— What the exercise asks —
Write out every record in full, exactly as written, please.

— Stored data —
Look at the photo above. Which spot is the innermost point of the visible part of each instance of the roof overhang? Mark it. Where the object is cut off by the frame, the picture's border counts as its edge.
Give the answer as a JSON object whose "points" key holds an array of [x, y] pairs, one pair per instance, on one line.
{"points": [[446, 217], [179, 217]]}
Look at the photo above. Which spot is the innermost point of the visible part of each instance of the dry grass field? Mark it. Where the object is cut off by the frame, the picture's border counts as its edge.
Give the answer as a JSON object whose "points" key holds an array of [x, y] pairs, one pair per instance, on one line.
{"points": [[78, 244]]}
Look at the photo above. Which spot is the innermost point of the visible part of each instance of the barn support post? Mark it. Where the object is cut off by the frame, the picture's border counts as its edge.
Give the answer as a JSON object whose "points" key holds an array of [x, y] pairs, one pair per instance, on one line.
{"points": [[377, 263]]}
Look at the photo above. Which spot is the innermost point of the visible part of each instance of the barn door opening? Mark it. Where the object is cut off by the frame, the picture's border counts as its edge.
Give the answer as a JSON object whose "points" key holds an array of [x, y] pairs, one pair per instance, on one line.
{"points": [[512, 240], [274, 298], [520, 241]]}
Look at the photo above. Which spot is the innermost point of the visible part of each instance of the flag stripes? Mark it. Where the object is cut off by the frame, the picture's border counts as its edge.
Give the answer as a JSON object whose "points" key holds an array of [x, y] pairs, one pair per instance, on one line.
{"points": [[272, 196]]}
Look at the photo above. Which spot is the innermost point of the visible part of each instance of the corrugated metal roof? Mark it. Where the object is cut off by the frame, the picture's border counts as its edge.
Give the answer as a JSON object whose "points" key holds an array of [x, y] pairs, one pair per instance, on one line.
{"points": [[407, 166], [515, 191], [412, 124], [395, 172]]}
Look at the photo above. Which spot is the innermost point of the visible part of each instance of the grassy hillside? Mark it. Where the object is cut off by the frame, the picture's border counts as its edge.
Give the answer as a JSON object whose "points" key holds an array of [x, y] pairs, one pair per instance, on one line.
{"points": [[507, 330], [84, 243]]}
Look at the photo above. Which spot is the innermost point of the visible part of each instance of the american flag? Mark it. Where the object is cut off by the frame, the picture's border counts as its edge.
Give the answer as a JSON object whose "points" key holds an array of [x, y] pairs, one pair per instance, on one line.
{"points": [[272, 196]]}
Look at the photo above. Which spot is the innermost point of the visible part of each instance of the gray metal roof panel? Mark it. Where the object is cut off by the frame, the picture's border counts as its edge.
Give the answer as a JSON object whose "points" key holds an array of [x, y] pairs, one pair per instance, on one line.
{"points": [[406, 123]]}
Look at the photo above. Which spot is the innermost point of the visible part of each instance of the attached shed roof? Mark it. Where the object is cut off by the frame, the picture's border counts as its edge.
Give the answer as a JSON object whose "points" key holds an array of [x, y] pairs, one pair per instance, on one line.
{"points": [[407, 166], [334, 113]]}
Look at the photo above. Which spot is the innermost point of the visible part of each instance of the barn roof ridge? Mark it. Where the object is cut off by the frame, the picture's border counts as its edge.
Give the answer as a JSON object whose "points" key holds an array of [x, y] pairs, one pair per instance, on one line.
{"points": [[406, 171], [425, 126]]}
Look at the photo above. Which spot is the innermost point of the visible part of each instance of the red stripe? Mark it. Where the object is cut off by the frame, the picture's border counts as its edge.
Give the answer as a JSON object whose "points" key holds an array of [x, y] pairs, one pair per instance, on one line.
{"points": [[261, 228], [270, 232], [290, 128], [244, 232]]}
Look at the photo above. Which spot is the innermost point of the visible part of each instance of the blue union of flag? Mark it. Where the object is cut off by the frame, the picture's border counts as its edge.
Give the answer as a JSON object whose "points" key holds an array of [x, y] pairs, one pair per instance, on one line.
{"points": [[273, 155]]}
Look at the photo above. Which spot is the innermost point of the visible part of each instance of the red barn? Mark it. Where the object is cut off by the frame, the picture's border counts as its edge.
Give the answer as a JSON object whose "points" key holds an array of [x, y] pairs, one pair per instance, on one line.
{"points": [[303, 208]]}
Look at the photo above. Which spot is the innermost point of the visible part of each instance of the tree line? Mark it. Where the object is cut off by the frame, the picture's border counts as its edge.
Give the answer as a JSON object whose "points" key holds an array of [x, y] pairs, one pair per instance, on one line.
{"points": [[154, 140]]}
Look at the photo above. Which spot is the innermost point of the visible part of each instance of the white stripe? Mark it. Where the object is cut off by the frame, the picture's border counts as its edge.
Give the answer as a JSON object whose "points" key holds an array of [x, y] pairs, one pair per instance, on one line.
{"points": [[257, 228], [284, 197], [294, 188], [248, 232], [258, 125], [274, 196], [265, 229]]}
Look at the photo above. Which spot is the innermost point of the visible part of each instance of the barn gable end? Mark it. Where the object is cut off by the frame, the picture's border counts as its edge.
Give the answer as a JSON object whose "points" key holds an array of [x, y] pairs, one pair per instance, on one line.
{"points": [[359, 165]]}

— Exercise response —
Look at the photo above. Which spot is the innermost point of the visible part of each instance of the roof overhang? Mark it. Where the object is cut off by the frame, the picture's border counts as its edge.
Give the answer as a JSON object whose "points" key holds an array of [x, y] pairs, one pair per instance, on one line.
{"points": [[446, 217], [179, 217]]}
Look at the photo above. Which spot is the innermost point of the visible part of each instance of the dry grass field? Mark it. Where the object is cut off by the frame, the picture's border counts as its edge.
Give the answer as a JSON object whose "points" key holds an array of [x, y] pairs, one pair per instance, on one line.
{"points": [[78, 244]]}
Look at the photo above. Which spot is the innermost point of the visible part of each instance of the barn support post? Mark it. Where the object is cut off by the frame, the picture's border counts as its edge.
Give the answer as a JSON object whose "points" key holds an array of [x, y] pairs, one pair per instance, on one line.
{"points": [[377, 263]]}
Look at the photo above. Which spot is the innermost point of the visible part of each instance of the barn door opening? Mark it. Where the object is cut off by the frame, the picture's border counts as its edge.
Give the answer as a JSON object whose "points" key holds an array of [x, y] pairs, one pair per instance, on one line.
{"points": [[512, 240], [274, 298], [520, 241]]}
Look at the photo above. Which spot is the innermost point of the visible part of each instance of the flag stripes? Mark it. Where the object is cut off by the frame, the picture's border counts as its edge.
Give the answer as a JSON object whose "points" key holds an array of [x, y] pairs, one pair per instance, on one line.
{"points": [[272, 196]]}
Look at the photo above. Which spot is the innermost point of the visible part of each instance of the corrugated metal roof? Mark it. Where the object is cut off by the frame, the picture's border counts as its edge.
Give the answer as a JSON object whose "points" key holds an array of [x, y] pairs, one pair per instance, on one line.
{"points": [[407, 166], [515, 191], [412, 124], [395, 172]]}
Look at the photo above. Which spot is the innermost point of the visible part of each instance of the grassy hillside? Mark it. Where the object is cut off by the frame, the picture's border counts as its edge.
Give the answer as a JSON object whose "points" key holds an array of [x, y] pairs, one pair per instance, on one line.
{"points": [[507, 330], [84, 243]]}
Look at the photo above. Which spot is the innermost point of the visible part of each instance of the american flag? Mark it. Where the object is cut off by the frame, the picture's border counts as its edge.
Give the answer as a JSON object whose "points" key holds an array of [x, y] pairs, one pair per instance, on one line.
{"points": [[272, 196]]}
Look at the photo above. Which spot is the innermost point of the visible part of each instance of the gray metal roof panel? Mark it. Where the object is cut off by the frame, the picture's border counts as its edge.
Give the answer as a JSON object whose "points" key holds an array of [x, y] pairs, one pair per instance, on one line.
{"points": [[406, 123]]}
Look at the photo above. Which spot is the innermost point of the visible part of each instance of the attached shed roof? Mark it. Where the object is cut off by the frame, the picture's border counts as its edge.
Give the answer as a JSON object whose "points" key holds an array of [x, y] pairs, one pair per instance, on one line.
{"points": [[407, 166], [334, 113]]}
Look at the photo above. Which spot is the innermost point of the visible part of each instance of the barn roof ridge? Mark it. Where the object is cut off by the frame, the picture's border counts as its edge.
Give the answer as a JSON object whose "points" key holds an array of [x, y] pairs, one pair per instance, on one line.
{"points": [[406, 171], [425, 126]]}
Look at the photo above. Which spot is the innermost point of the visible part of each instance of the red stripe? Mark it. Where the object is cut off by the frame, the picture's border counts as its edge.
Give the answer as a JSON object whose "points" key holds an array of [x, y] pairs, one pair per instance, on one line.
{"points": [[261, 228], [270, 232], [290, 128], [244, 232]]}
Look at the photo above. Which spot is the innermost point of the visible part of each instance of the blue union of flag? Mark it. Where the object is cut off by the frame, the picture's border counts as its edge.
Give the answer as a JSON object whose "points" key holds an array of [x, y] pairs, one pair per instance, on one line.
{"points": [[273, 155]]}
Look at the photo above. Which spot is the innermost point of the visible part of each instance of the red barn? Mark it. Where the object is cut off by the frame, the picture's border counts as its edge.
Give the answer as a JSON object whose "points" key holds an array of [x, y] pairs, one pair per instance, on one line.
{"points": [[303, 208]]}
Look at the photo above. Which spot is the innermost point of the visible part of each instance of the tree line? Mark it. Where the object is cut off by the frame, the picture's border counts as its edge.
Give the answer as a JSON object whose "points" key holds an array of [x, y] pairs, one pair per instance, on one line.
{"points": [[154, 140]]}
Look at the photo above. Which spot is the innermost point of the visible part of each instance of the white stripe? Mark it. Where the object is cut off by the frame, the picture's border counts as its edge.
Give the answer as a JSON object whose "points" key holds an array of [x, y] pairs, one pair per instance, on one line.
{"points": [[257, 228], [284, 197], [294, 188], [248, 232], [258, 125], [274, 196], [265, 229]]}
Look at the photo above. Which spot is the innermost point of the visible part of each instance of the barn gable end? Mark it. Where the object is cut off by the frame, the picture's border counts as its edge.
Give the answer as a JSON object whose "points" key holds an array of [x, y] pairs, one pair per instance, on one line.
{"points": [[359, 165]]}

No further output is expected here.